# WHAT IS REQUIRED
A faithful transcript of all the lines below, with no pictures, is the goal here.

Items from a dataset
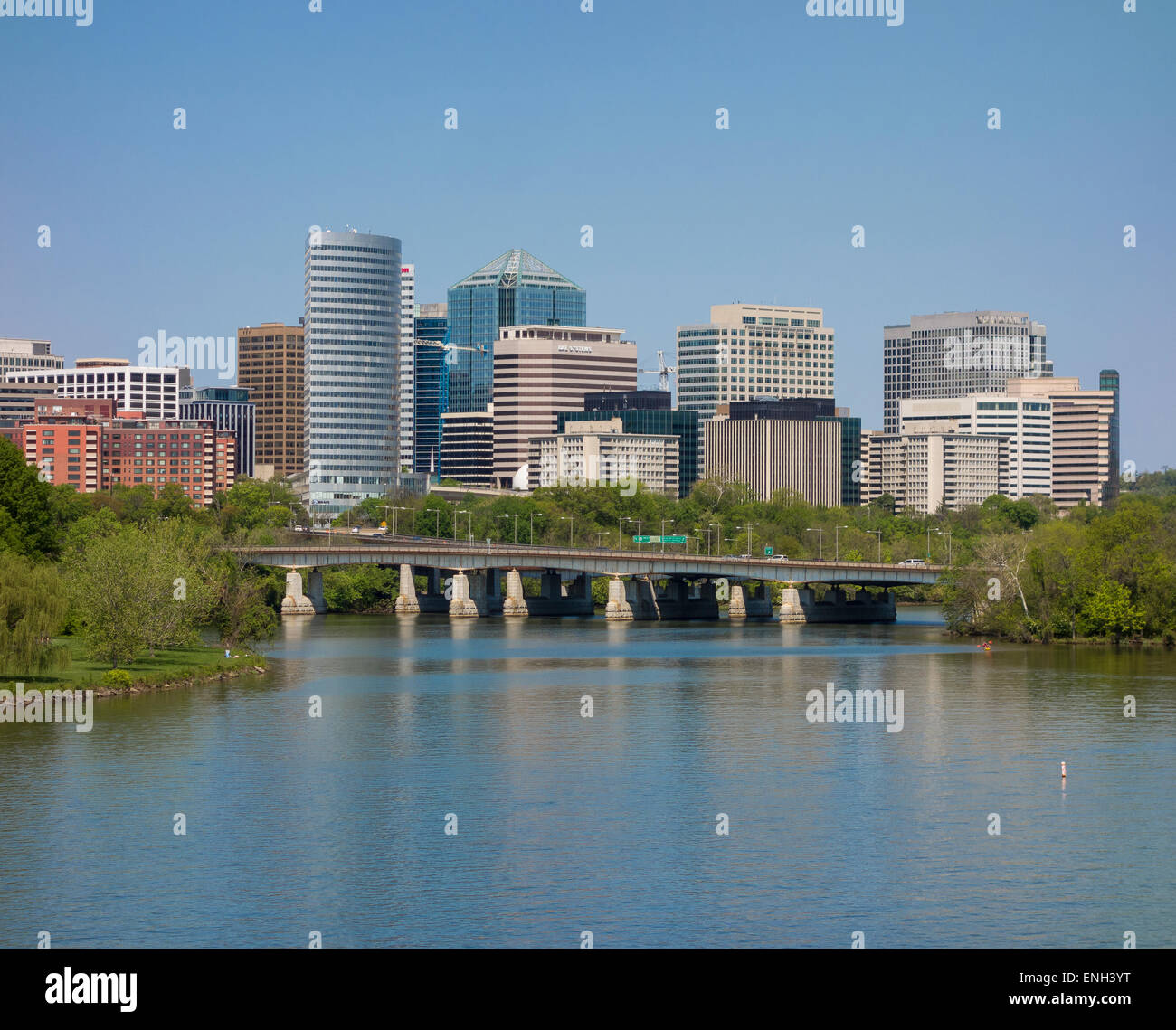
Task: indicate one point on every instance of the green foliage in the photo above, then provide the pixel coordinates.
(33, 606)
(27, 524)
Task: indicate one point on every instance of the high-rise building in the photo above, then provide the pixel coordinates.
(467, 447)
(352, 369)
(231, 411)
(925, 472)
(152, 392)
(407, 364)
(1086, 437)
(23, 355)
(643, 413)
(540, 371)
(514, 289)
(270, 366)
(81, 442)
(1027, 423)
(601, 451)
(955, 354)
(431, 392)
(771, 449)
(754, 351)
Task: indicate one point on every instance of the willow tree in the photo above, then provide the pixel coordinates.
(33, 607)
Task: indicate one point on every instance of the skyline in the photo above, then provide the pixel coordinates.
(201, 232)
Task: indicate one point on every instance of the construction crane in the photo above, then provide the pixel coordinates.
(663, 372)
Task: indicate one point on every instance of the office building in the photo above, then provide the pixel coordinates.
(925, 472)
(231, 411)
(514, 289)
(352, 369)
(431, 390)
(1027, 423)
(956, 354)
(26, 355)
(754, 351)
(16, 399)
(774, 451)
(645, 413)
(270, 366)
(152, 392)
(81, 442)
(467, 447)
(1085, 437)
(540, 371)
(601, 451)
(407, 364)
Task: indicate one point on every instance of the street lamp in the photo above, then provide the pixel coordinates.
(836, 543)
(878, 534)
(820, 543)
(749, 548)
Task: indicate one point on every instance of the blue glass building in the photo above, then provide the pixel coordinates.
(514, 289)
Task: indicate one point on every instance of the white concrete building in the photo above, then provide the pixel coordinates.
(601, 453)
(955, 354)
(1027, 423)
(154, 392)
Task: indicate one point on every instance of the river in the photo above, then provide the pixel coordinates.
(606, 825)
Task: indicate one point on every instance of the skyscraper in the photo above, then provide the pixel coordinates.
(514, 289)
(754, 351)
(407, 363)
(270, 366)
(352, 368)
(955, 354)
(431, 384)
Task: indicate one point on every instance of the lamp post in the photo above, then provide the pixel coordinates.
(749, 548)
(620, 522)
(820, 543)
(836, 543)
(878, 534)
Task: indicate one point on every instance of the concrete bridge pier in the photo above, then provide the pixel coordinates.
(749, 601)
(406, 600)
(295, 602)
(791, 608)
(618, 608)
(642, 598)
(466, 591)
(514, 603)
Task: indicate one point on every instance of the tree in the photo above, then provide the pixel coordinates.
(26, 507)
(33, 606)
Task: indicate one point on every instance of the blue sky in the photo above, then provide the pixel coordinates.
(606, 118)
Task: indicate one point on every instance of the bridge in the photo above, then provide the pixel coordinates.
(466, 580)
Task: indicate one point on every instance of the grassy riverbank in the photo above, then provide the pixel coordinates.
(176, 666)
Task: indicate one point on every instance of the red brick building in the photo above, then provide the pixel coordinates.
(81, 443)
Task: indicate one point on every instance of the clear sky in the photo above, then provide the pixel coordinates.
(607, 118)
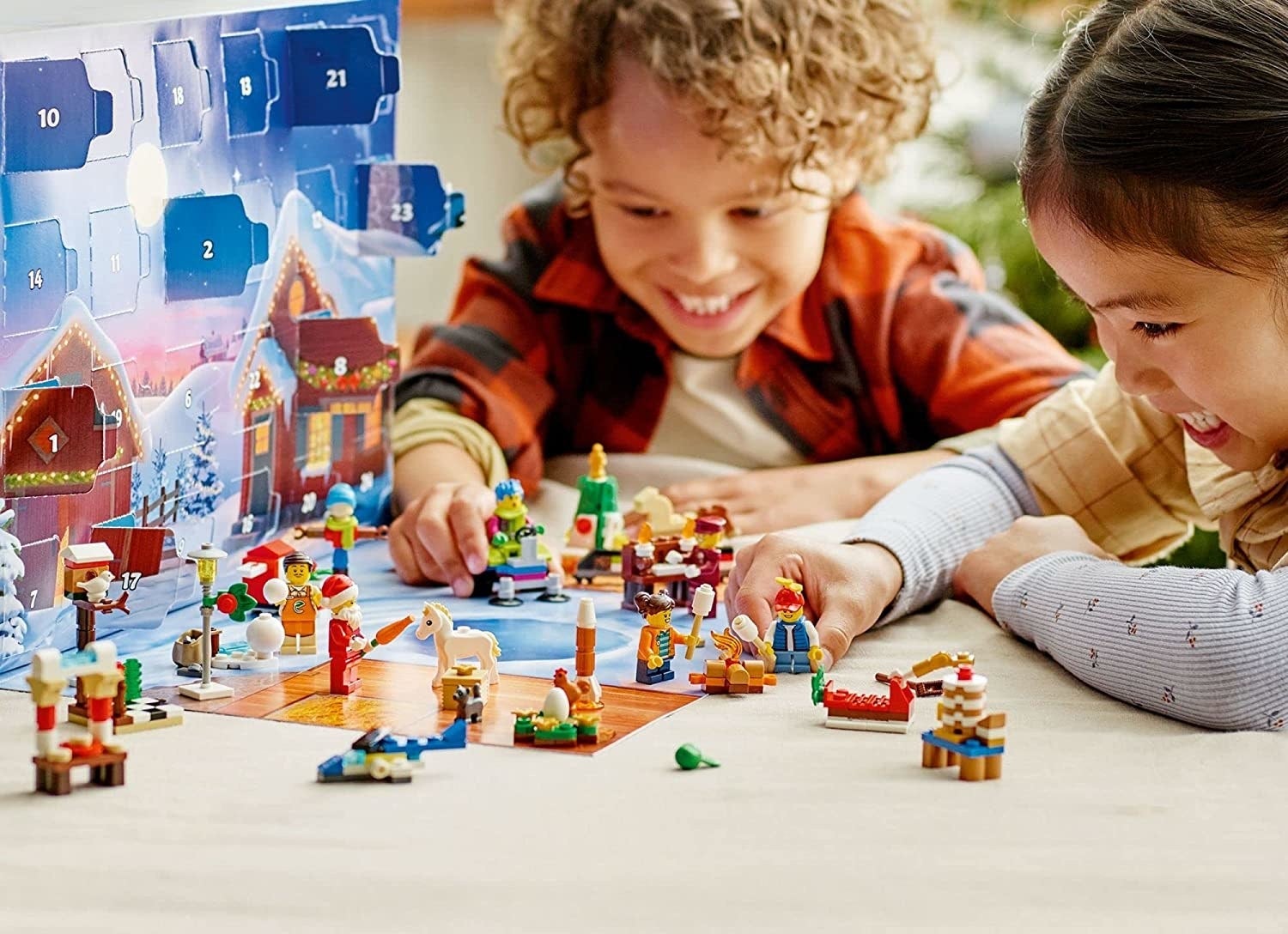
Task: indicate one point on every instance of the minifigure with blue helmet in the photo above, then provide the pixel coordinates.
(340, 527)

# TASK RESPONSE
Task: indicate one point on every instance of the green foliage in the photo above, then provide the pixel coordinates.
(33, 606)
(27, 524)
Task: indicate one point on every instance of the high-rise building in the photo above, then provide the pixel coordinates.
(467, 447)
(352, 369)
(231, 411)
(925, 472)
(152, 392)
(407, 364)
(1086, 437)
(23, 355)
(643, 413)
(540, 371)
(514, 289)
(270, 366)
(81, 442)
(1027, 423)
(601, 451)
(955, 354)
(431, 392)
(771, 449)
(754, 351)
Task: indicate one point on every instance of the willow tree in the photo above, then provide the pixel coordinates.
(33, 607)
Task: indicate one point on every instance of the skyline in the photo above, then provide the pixel coordinates.
(201, 232)
Task: indicate one point on every instance of the construction crane in the photo above, then provide the pixel coordinates.
(663, 372)
Task: indicate one point on every instance of the office building in the photo above, then provide the pixel coordinates.
(925, 472)
(231, 411)
(514, 289)
(352, 369)
(431, 390)
(1027, 423)
(956, 354)
(26, 355)
(754, 351)
(16, 399)
(774, 451)
(645, 413)
(270, 366)
(152, 392)
(81, 442)
(467, 447)
(1085, 437)
(540, 371)
(601, 451)
(407, 364)
Task: indicate one point on every instance of the street lamp in the photo above, then provide the pixel coordinates.
(836, 543)
(878, 534)
(820, 543)
(749, 548)
Task: indicate one point on every instance of the blue glass building in the photo above, then provide the pixel coordinates.
(514, 289)
Task: indicate one point on every instance of the white concrete building in the photo above, then provide the pixel coordinates.
(601, 453)
(955, 354)
(1027, 423)
(154, 392)
Task: indicate one point on every instance of the river in the photo above, then provide the pixel coordinates.
(606, 825)
Task: indicate one point on every instance of the skyscraper in the photo above, then provide the pixel coordinates.
(514, 289)
(754, 351)
(407, 363)
(270, 366)
(352, 368)
(955, 354)
(431, 384)
Task: indicate one point on every instance of the lamp post in the photo above, then provide the pixel coordinates.
(749, 548)
(620, 522)
(820, 543)
(836, 543)
(878, 534)
Task: indicate one point on every instance of the concrete bridge pier in the photo above, then provide the pixel coordinates.
(749, 601)
(406, 600)
(295, 602)
(791, 608)
(618, 608)
(642, 598)
(466, 591)
(514, 603)
Task: indicate one point on every instance of the tree in the photo above, then provide the pixel coordinates.
(26, 507)
(33, 606)
Task: indicate one point on every instance of the blue sky in the photo above, then provide the pixel coordinates.
(606, 118)
Task: indicate one point on every instance of the bridge in the photo above, then provide the pixel coordinates.
(466, 580)
Task: indicate one point on every instance of the grassy riverbank in the photo above, then provide the pixel coordinates.
(176, 666)
Task: indicate one point on every instance of the red brick building in the photo above, then provide the pixel coordinates.
(81, 443)
Task: indicate one point on every instance of the clear sky in the photo above, then provide the pixel coordinates.
(607, 118)
Task: indicate one point on every instance of the minifigure with blue helmet in the photo above, then provide the pixel coordinates.
(340, 527)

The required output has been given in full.